> [Assignment]: Print all the data, keeping every line exactly as it is.

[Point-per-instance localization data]

┄┄┄┄┄┄

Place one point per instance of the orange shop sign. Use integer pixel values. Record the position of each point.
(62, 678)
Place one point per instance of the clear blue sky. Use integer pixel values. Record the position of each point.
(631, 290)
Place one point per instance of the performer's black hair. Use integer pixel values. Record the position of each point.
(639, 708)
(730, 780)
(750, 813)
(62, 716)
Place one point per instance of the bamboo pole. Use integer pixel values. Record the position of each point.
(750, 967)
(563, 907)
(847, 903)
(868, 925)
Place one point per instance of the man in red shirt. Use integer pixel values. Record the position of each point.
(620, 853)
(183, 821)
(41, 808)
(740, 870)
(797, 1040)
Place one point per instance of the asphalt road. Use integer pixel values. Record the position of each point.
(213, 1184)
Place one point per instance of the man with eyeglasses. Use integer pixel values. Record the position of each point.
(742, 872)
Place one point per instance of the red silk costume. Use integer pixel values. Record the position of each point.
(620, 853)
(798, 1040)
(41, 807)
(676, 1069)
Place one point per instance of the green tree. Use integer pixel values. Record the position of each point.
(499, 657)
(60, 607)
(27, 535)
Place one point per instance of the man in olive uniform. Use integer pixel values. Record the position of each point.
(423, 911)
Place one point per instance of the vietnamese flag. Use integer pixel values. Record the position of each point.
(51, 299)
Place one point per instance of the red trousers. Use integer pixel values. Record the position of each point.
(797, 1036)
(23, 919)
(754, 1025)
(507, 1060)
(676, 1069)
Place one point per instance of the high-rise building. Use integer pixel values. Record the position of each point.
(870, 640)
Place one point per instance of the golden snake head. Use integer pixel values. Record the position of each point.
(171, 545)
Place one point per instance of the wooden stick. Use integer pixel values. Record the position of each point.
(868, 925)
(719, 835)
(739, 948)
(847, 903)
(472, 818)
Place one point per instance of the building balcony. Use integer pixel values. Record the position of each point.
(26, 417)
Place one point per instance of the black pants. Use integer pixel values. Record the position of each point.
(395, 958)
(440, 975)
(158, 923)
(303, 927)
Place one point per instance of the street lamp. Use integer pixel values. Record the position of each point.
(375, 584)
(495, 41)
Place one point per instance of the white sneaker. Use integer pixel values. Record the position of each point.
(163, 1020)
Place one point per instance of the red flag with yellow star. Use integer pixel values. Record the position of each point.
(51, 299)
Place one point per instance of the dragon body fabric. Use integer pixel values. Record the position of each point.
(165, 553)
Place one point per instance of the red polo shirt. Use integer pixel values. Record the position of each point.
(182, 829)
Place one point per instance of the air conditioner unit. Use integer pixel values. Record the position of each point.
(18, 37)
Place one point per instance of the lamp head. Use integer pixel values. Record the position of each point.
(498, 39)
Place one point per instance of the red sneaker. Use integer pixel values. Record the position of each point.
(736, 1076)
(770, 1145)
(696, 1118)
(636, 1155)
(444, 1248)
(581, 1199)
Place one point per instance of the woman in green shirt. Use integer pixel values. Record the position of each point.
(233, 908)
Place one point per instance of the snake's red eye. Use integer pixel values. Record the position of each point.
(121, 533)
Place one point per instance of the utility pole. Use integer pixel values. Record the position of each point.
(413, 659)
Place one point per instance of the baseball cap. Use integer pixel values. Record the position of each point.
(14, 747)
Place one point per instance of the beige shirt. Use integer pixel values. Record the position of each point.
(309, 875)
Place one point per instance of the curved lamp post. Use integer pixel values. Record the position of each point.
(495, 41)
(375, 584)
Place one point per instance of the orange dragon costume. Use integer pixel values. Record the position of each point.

┄┄┄┄┄┄

> [Result for this task]:
Place one point per instance of the orange shop sign. Use integer pixel values. Record the position of each point.
(62, 678)
Place one point per instance of the clear blue sky. Use integer pixel values. Record the position of each point.
(631, 290)
Place one point per instance of the performer's black hair. Use integer pixel values. Record the position of each point.
(639, 708)
(730, 780)
(750, 813)
(62, 716)
Place one point per instance of the bamboo pole. Use integer pixel values. Record the position of each point.
(750, 967)
(563, 907)
(847, 903)
(868, 925)
Place one point per instance of the man in red shirt. Use integer pixel values. Record the position of each point.
(620, 853)
(183, 821)
(41, 808)
(740, 870)
(797, 1040)
Place one point per instance of the asphalt road. Use integer pixel values. Record the position of each point.
(213, 1184)
Place one point per instance of the man with eyeglasses. Use integer pixel values. Record the position of each point.
(742, 872)
Place one point per instance of the red silk costume. Use integer pixel values. Record the position of each point.
(620, 853)
(798, 1040)
(41, 807)
(676, 1069)
Place one point per instance of the green tree. Use integer pixel values. Record the position of each point.
(499, 657)
(60, 607)
(27, 535)
Place one point per instance of the man in olive uniform. Use integer pixel values. Record the position of each point.
(423, 911)
Place one point per instance of the vietnamese flag. Use integer pixel values. Record the position of each point.
(51, 299)
Place one point per instance of the red trousers. Use integer pixel values. Record the position of each point.
(797, 1036)
(23, 919)
(754, 1025)
(507, 1060)
(676, 1069)
Place one point per instance of the high-rise building. Use integer pixel values. Record the position of each point.
(870, 640)
Place one point per instance of the golden snake head. Use integer pixel values. Record the position of each point.
(171, 545)
Place one point per instance of the wooden stick. Use integer pixel values. Record the position of each point.
(868, 925)
(719, 835)
(739, 948)
(847, 903)
(472, 818)
Place one point per instance of the building balcony. Use integer pixel values. Record the position of each point.
(26, 417)
Place one point per instance of the black pants. Use integer pixel values. Record the position of each point.
(395, 958)
(440, 975)
(158, 923)
(303, 927)
Place one point per instance of the street lamp. Use integer pixel values. Record the position of each point.
(375, 584)
(495, 41)
Place one point per instance of the white sneaker. Use integer pixel values. Record the position of each point.
(163, 1020)
Place one point per instance of the red flag with yellow star. Use integer pixel values. Record the position of each point.
(51, 299)
Place one point per instance of the dragon body fabric. Use integer pixel values. Record the position of each point.
(165, 553)
Place one point per instance of the red polo shirt. Use integer pixel values. Record the position of each point.
(182, 829)
Place one point per instance of the air conditioner unit. Use integer pixel values. Record the position of each point.
(18, 37)
Place one point per instance of the lamp head. Use integer pixel values. Record the position of each point.
(498, 39)
Place one point per instance of the red sneaker. Use integer pixel values. Record the position of each point.
(736, 1076)
(770, 1145)
(696, 1118)
(636, 1155)
(444, 1248)
(581, 1199)
Place one point per instance of the woman in green shirt. Use integer pixel values. Record the position of each point.
(233, 908)
Place one point per instance of the snake's red eye. Use integer pixel values. Record the position of each point.
(121, 533)
Place one point per instance of the utility pole. Use integer pixel values. Record the position of each point.
(413, 659)
Place one point per instance of the baseball cap. Use integer pixel values. Record the position of each point.
(14, 747)
Place one point per instance of the beige shirt. Use integer pixel values. Record the position of each point.
(309, 875)
Place one point per instance of the curved lamp post. Use integer pixel values. Record the position of each point.
(495, 41)
(375, 584)
Place one point per instance of the orange dragon costume. Use integer pixel values. Record the position of each point.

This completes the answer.